* [Entries shown]
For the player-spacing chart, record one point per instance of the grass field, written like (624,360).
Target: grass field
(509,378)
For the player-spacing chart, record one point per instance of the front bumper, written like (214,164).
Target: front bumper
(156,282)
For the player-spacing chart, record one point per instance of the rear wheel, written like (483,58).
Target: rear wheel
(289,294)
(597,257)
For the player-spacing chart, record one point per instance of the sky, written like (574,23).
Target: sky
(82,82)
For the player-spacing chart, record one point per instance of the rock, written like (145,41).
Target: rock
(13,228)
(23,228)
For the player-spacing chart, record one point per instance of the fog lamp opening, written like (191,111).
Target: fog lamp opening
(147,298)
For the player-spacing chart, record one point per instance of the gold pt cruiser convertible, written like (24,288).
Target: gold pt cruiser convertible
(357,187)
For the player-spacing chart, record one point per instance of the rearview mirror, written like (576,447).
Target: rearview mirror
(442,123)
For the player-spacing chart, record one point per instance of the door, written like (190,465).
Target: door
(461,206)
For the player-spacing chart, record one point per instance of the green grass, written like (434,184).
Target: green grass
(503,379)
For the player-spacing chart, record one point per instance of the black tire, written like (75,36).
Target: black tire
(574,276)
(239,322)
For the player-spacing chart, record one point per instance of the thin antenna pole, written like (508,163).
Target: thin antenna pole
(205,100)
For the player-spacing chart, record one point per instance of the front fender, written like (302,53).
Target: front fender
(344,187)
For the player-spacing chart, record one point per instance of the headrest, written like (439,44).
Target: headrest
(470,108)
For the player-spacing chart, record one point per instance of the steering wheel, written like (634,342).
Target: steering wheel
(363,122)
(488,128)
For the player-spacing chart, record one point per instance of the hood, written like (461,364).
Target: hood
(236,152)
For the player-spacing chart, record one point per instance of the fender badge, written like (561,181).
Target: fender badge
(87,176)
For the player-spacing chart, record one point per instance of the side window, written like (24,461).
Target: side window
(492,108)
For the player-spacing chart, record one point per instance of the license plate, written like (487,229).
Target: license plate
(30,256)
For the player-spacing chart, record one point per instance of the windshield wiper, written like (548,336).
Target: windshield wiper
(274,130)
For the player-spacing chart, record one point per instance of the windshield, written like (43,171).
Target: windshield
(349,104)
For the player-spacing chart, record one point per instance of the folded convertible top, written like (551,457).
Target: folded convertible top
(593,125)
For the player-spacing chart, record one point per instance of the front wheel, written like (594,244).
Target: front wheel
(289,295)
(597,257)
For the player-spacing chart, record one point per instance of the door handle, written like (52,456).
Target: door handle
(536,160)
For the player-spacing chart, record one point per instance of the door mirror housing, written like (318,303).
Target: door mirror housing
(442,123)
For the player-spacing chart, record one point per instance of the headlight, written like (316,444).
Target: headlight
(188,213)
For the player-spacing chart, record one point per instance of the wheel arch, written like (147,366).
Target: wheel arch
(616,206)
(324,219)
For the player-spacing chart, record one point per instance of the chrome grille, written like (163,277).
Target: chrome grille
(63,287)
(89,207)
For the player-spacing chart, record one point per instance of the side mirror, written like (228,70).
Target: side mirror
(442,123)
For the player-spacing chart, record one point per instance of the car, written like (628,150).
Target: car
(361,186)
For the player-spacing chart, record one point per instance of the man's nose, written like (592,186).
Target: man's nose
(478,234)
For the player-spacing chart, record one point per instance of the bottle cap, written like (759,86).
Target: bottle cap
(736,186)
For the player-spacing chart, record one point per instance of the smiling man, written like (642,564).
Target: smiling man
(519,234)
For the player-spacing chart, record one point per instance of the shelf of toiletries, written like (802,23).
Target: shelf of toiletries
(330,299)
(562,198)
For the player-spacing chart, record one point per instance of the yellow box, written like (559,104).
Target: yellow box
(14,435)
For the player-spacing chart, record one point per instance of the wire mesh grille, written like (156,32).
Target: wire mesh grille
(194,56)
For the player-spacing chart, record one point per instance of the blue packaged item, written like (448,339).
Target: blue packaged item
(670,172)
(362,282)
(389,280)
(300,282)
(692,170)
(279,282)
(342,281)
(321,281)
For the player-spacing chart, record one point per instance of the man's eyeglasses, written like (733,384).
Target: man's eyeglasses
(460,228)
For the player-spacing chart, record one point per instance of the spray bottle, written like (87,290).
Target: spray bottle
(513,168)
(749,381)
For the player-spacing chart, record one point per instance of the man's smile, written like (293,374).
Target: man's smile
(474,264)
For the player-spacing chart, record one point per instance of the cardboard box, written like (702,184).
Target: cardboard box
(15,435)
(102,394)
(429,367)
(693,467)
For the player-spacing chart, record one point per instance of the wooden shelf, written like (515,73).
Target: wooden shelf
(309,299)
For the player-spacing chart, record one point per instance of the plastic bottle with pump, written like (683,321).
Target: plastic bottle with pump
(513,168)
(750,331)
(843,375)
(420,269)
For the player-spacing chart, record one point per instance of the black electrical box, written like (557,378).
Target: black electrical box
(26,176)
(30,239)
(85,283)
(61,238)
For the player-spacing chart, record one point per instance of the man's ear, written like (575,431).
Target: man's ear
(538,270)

* [Exercise] Return all the data above once more, precisely as given.

* [Reply to the task]
For the player-spacing chart, record one point per instance of the grass field, written like (624,360).
Target: grass field
(509,378)
For the player-spacing chart, record one point per instance of the front bumper, written like (214,164).
Target: front bumper
(156,282)
For the player-spacing chart, record one point per instance of the rear wheel, written like (483,58).
Target: rear wheel
(289,294)
(597,257)
For the player-spacing chart, record one point per instance of the sky, written like (574,23).
Target: sky
(82,82)
For the player-spacing chart, record one point per instance of the rock, written like (145,41).
Target: rock
(13,228)
(23,228)
For the player-spacing chart, record one point per instance of the fog lamp opening, written like (191,111).
Target: fog lamp opening
(147,298)
For the player-spacing chart, record one point per instance of the gold pt cruiser convertible, written like (24,288).
Target: gold pt cruiser convertible
(357,187)
For the player-spacing chart, record one point per instance of the rearview mirror, written like (576,447).
Target: rearview mirror
(442,123)
For the player-spacing chart, record one point per instance of the door, written like (190,465).
Target: door
(461,206)
For the player-spacing chart, record one point per instance of the green grass, written like (434,184).
Target: green grass
(503,379)
For the player-spacing chart, record one point per instance of the black tire, written like (75,36).
Target: black tire
(574,276)
(239,322)
For the player-spacing chart, record one point per instance of the thin antenna pole, written like (508,163).
Target: thin antenna pole
(205,100)
For the player-spacing chart, record one point per instance of the front fender, written like (302,53).
Target: front fender
(344,187)
For the player-spacing chart, record one point per instance of the headrest, written like (439,44).
Target: headrest
(470,108)
For the player-spacing chart, record one point per instance of the steering wheel, written like (634,342).
Target: steering wheel
(363,122)
(488,128)
For the player-spacing chart, record one point per instance of the hood, written like (461,364).
Target: hood
(236,152)
For the player-spacing chart, record one point per instance of the fender badge, written like (561,181).
Target: fender badge
(87,176)
For the player-spacing chart, record one point per instance of the side window, written like (24,461).
Target: side window
(492,108)
For the player-spacing chart, record one point per instance of the license plate, written like (487,229).
Target: license plate
(30,256)
For the player-spacing chart, record one point per instance of the windshield wiper, written like (548,336).
Target: windshield wiper
(274,130)
For the player-spacing chart, record one point per instance of the windshield, written like (43,171).
Target: windshield
(349,104)
For the player-spacing chart, record one point per instance of the folded convertible top, written like (551,457).
Target: folded convertible top
(593,125)
For the player-spacing chart, record one point per instance of the front wheel, written like (594,244).
Target: front wheel
(289,295)
(597,257)
For the player-spacing chart, record one point per instance of the door handle, written like (52,456).
Target: door handle
(536,160)
For the player-spacing chart, record one point per instance of the door mirror housing, written like (318,303).
Target: door mirror housing
(442,123)
For the player-spacing chart, record one point per instance of the headlight, written like (316,444).
Target: headlight
(188,213)
For the player-spacing chart, record one point per instance of the wheel arch, written like (147,366).
Target: wheel arch
(616,206)
(324,219)
For the player-spacing chart, record one point per instance of the chrome grille, written like (163,277).
Target: chrome grille
(63,287)
(89,207)
For the player-spacing chart, record one point per instance of the side mirror, written like (228,70).
Target: side mirror
(442,123)
For the player-spacing chart, record one point per instance of the car, written like (628,150).
Target: car
(361,186)
For the player-spacing chart, record one point per instance of the man's nose, written like (592,186).
Target: man's nose
(478,234)
For the player-spacing chart, record one point per instance of the bottle cap, written like (759,86).
Target: bottle cap
(736,186)
For the player-spacing chart, record one point per instance of the smiling man, written like (642,564).
Target: smiling man
(519,234)
For the player-spacing chart, record one point per instance of the shelf of toiletries, written like (802,23).
Target: shelf of toiletries
(330,299)
(562,198)
For the player-spacing chart, record one point per instance of the yellow box, written like (559,104).
Target: yellow box
(14,435)
For the player-spacing chart, record one point per instance of the wire mesh grille, written like (156,32).
Target: wire mesh grille
(194,56)
For the player-spacing chart, record one point per instance of the blue packaged item, written like (448,339).
Target: blue packaged item
(670,172)
(362,282)
(389,280)
(300,282)
(692,170)
(279,282)
(342,281)
(321,281)
For the player-spacing chart, record one point per instance of the man's eyeglasses, written like (733,384).
Target: man's eyeglasses
(460,228)
For the player-spacing chart, record one point per instance of the spray bottle, written like (87,290).
Target: spray bottle
(513,168)
(749,381)
For the player-spacing chart, record one point per instance of the man's smile, written like (293,374).
Target: man's smile
(474,264)
For the player-spacing chart, record one point per instance of the cardboard box, written like (702,184).
Target: cardboard box
(15,435)
(102,394)
(429,367)
(693,467)
For the player-spacing chart, record one point per instance of the wooden shelf, written like (515,73).
Target: wooden shelf
(309,299)
For the player-spacing chart, record one point per instance of the plastic bottle with pump, written like (683,321).
Target: plastic bottle with pump
(513,168)
(750,331)
(843,375)
(420,269)
For the player-spacing chart, record one point per instance of the black electrical box, written like (557,378).
Target: black electrical box
(26,176)
(30,239)
(85,283)
(61,238)
For the player-spacing chart, record one point per instance of the man's ear, written like (575,431).
Target: man's ear
(538,270)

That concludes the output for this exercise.